- _PAGE EXCERPT_:
=-=-=

Sunday, March 21, 2010

I didn’t expect to feel euphoric when the health care bill was passed.

I didn’t expect to feel euphoric when the health care bill was passed. It’s not what I had hoped for—-no public option and restrictions on funding for abortion.

But, nonetheless, this is huge. The expansion of Medicaid is major redistribution, especially as much of it is paid for by new taxes on families earning in excess of $250,000.

So,yes, there are aspects of the bill I am not happy about, but this legislation is part of the redistributionist project that began with the new Deal, continued with the Civil Rights Movement (which was a redistribution of power rather than of wealth), continued with Medicare and now finally with health care as a right of all citizens.

Just as Social Security (which excluded the majority of share croppers and domestic workers and thus effectively excluded the majority of African-Americans) was amended, this bill (which excludes undocumented workers) will eventually be fixed.

And yes, we will eventually overturn the Hyde amendment which denies abortion coverage to women on Medicaid.

At every step, there have been those who have said, “I have mine, why do we need to create social programs for “others." Fortunately this narrow, mean-spirited approach was defeated again last night.

This battle has never been about just health care. The ugly racist, homophobic language of the Tea Party people has made clear what we have long suspected: this is about who has fundamental rights in our society. As House Majority Whip James Clyburn stated:

I heard people saying things today I've not heard since March 15th, 1960, when I was marching to try and get off the back of the bus," Clyburn said. "This is incredible, shocking to me."
He added, "A lot of us have said for a long time that none of this is about healthcare at all. It's about extending a basic fundamental right to people who are less powerful."

Thank you Speaker Pelosi and President Obama!!

Now we have to work to make this better just as previous generations worked to amend the flaws in the original social security legislation.


  1. As much as we hate to see it expressed, when the racism and homophobia of the reactionaries become overt, the silent-but-moral are forced to distance themselves from them. The sooner the ugly is outed, the better to isolate them.

  2. And I think they well become increasingly isolated!

  3. When I was 15 I developed a chronic condition, and received excellent care under my mother's insurance plan. When I turned 23 and graduated from college, I lost eligibility. Tagged with a pre-existing condition, I was black balled from the private insurance market for life. Since then when my condition's gotten bad enough that I couldn't put off treatment, I've made myself unemployed to qualify for Minnesota's General Assistance Medical Care program, which has taken good care of me . . . because I live in a prosperous, progressive county and I know how to use the system. Now Gov Pawlenty is trying to unilaterally kill GAMC. Until tonight, I have been a Democrat because of people like Gingrich and Bush, Palin and Pawlenty. After tonight, I am an Obama Democrat in the sense that my grandparents were Roosevelt Democrats. For all the problems with HCR, for all the compromises and deals and disappointments and inefficiencies, tonight the Democrats stood up and took a political risk to say that I deserve medical coverage, that it's no longer okay to treat my health as sad but acceptable collateral damage in a Social Darwinist system. That's why this moment matters to me.

    And the Tea Party will accelerate the GOP's death spiral into an ever angrier, whiter and smaller party.

  4. Aleks,
    I hope you are sending your story to widely read newspapers and blogs. This is a really powerful statement!

  5. Thank you Karen! James Fallows published it in The Atlantic. I should ask the local Democratic Party if they can make use of it too.

=-=-=

- _STUDY MATERIAL_:
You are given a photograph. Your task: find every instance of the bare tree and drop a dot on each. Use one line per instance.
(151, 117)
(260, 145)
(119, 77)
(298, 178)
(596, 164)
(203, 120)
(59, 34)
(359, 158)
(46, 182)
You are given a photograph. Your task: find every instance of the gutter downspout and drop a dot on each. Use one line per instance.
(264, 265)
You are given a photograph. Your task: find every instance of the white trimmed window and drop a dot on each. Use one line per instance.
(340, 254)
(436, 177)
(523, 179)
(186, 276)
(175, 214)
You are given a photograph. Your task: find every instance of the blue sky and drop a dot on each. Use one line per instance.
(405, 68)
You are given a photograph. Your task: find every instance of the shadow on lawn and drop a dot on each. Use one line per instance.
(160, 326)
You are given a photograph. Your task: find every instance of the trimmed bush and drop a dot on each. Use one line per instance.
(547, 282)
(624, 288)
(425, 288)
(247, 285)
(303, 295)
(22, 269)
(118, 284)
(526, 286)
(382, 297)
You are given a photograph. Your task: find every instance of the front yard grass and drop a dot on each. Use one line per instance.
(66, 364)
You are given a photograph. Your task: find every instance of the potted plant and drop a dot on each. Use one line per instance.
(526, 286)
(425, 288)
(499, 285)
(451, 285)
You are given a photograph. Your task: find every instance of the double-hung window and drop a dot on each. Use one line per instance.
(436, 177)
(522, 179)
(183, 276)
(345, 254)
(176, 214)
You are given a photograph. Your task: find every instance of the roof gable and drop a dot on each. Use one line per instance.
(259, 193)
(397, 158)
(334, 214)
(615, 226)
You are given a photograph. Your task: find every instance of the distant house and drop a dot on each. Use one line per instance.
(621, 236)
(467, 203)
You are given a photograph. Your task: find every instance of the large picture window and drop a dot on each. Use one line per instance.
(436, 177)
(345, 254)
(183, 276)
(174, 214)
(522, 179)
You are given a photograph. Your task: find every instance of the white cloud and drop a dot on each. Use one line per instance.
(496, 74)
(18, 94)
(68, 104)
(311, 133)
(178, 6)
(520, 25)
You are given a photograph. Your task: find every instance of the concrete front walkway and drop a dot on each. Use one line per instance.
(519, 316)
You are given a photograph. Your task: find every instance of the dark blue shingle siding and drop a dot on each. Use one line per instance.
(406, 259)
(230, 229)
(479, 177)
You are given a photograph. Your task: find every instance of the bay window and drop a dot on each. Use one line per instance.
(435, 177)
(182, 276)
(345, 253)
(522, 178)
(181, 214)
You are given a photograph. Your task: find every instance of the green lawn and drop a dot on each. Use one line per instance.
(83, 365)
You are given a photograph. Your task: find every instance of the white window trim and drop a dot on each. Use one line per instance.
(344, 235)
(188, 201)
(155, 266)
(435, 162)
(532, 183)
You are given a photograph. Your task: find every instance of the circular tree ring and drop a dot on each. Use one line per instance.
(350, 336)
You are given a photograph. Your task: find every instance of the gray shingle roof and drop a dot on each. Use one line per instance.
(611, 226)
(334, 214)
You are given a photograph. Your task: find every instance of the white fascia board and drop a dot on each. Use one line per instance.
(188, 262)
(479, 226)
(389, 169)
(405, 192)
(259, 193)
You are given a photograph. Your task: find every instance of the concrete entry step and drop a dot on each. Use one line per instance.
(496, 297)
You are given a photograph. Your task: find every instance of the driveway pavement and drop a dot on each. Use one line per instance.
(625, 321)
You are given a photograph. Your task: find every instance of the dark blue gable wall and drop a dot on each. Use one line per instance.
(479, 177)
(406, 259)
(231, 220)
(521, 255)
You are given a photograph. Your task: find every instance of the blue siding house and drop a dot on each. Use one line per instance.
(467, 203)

=-=-=

- _WORK REQUIRED_:
From the post on the health care bill, reproduce word for word the passage starting at "Thank you Speaker" and ending at "become increasingly isolated!".

- _TASK OUTPUT_:
Thank you Speaker Pelosi and President Obama!!

Now we have to work to make this better just as previous generations worked to amend the flaws in the original social security legislation.


  1. As much as we hate to see it expressed, when the racism and homophobia of the reactionaries become overt, the silent-but-moral are forced to distance themselves from them. The sooner the ugly is outed, the better to isolate them.

  2. And I think they well become increasingly isolated!